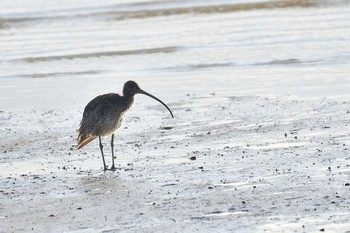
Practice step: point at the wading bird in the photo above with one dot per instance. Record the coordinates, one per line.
(104, 114)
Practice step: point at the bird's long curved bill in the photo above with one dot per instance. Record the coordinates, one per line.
(152, 96)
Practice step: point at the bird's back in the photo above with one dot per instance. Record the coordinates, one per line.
(103, 115)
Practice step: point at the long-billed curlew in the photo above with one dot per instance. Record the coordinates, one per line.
(104, 114)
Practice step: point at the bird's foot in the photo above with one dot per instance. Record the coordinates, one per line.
(113, 168)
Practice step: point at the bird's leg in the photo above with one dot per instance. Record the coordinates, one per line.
(112, 148)
(103, 157)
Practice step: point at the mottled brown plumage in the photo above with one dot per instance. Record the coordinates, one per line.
(104, 115)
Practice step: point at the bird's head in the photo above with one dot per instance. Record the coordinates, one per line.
(131, 88)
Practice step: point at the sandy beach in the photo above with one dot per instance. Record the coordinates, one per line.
(259, 90)
(277, 165)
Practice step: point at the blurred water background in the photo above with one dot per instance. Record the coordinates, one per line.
(61, 54)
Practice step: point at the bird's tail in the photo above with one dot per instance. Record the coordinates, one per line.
(82, 141)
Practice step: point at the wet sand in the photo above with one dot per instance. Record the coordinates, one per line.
(234, 164)
(259, 90)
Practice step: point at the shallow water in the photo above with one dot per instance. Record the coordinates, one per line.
(61, 54)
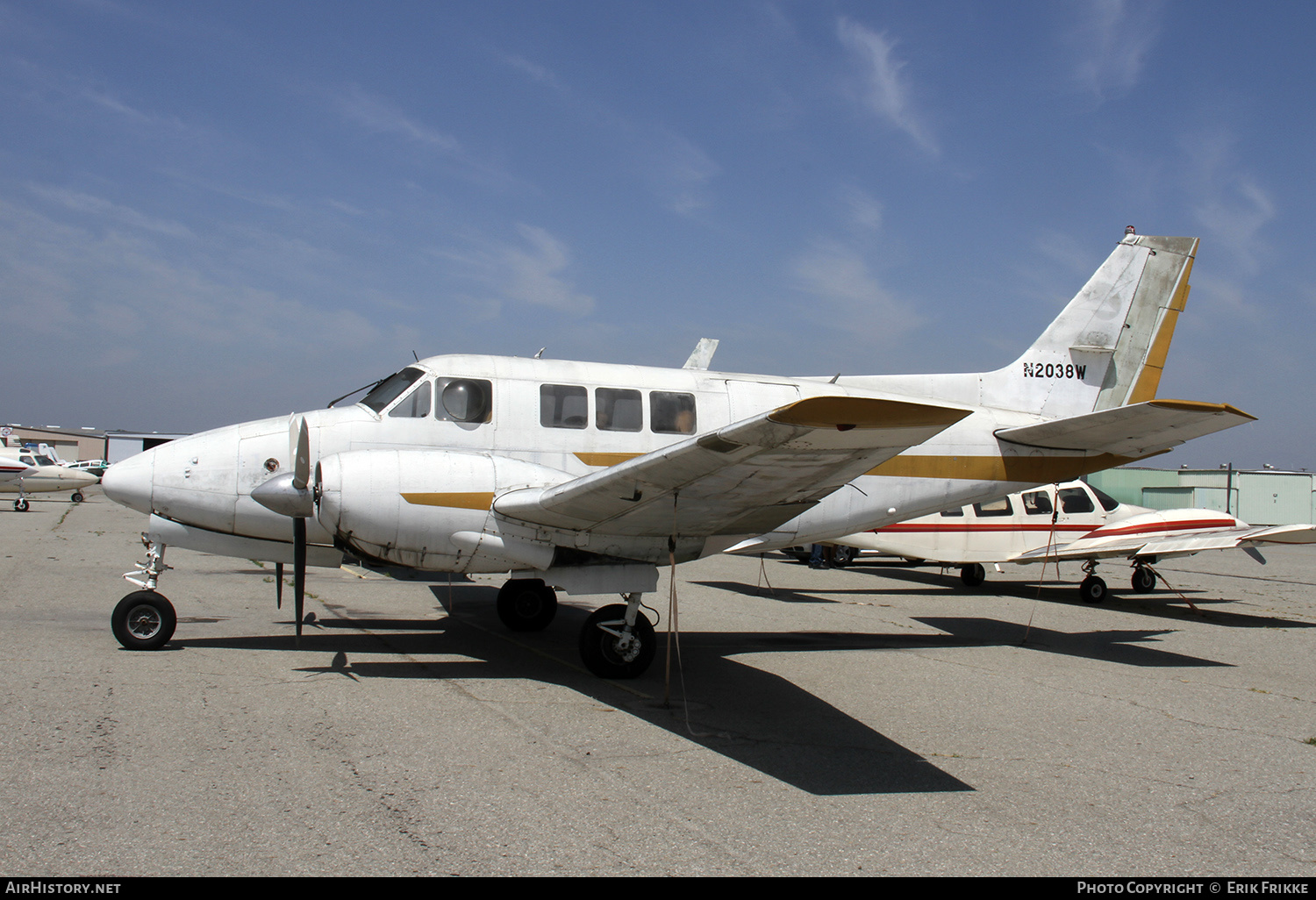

==*==

> _STATED EXERCISE_: Could you rewrite the rows above, changing every "Practice step" to "Exercise step", keeping everything else the same, and leaving out the pictures?

> _EXERCISE RESULT_:
Exercise step: point at the wading bird in the photo above with one dot per instance. Record the coordinates, one per line.
(104, 114)
Exercise step: point at the bird's long curved bill in the photo above with one dot per instance. Record the coordinates, one per line.
(152, 96)
Exercise step: point at the bird's back in the photo above with one dot per instance. Record the coordinates, one per line.
(103, 115)
Exercise step: point at the long-billed curlew in the photo above with one dot per instance. Record the coordinates, one per line.
(104, 114)
Exercise step: point at the bird's foot in the photo above with one dot per instance. Record the coordinates, one per line.
(113, 168)
Exercise step: point at the bird's leg in the photo above with one dot per instance. Record the coordinates, one per line.
(112, 148)
(103, 157)
Exercise step: point at the mottled brown plumage in the photo above with one dot per instance. Record the coordinates, one per line.
(104, 115)
Exercise step: point at the bird's head in the photo above with one dot per instance. Record the coordinates, one per line.
(131, 88)
Exercise step: point at the sandy beach in the photo above with one dot per instance. Record the coordinates, one per line.
(259, 90)
(277, 165)
Exercise step: point at the blurred water background in the photo above with one dot per instance. Record the coordinates, one per line.
(61, 54)
Exercise step: point at the bird's tail in the photo above with one dot per instance. Record the coordinates, one per line.
(82, 141)
Exercise step: point at the wet sand in the photo above with one dot per instance. Record the coordinates, one per line.
(234, 164)
(259, 90)
Exercise step: point at the shallow water in the photo above with one dot per instance. Record the coordinates, one per line.
(61, 54)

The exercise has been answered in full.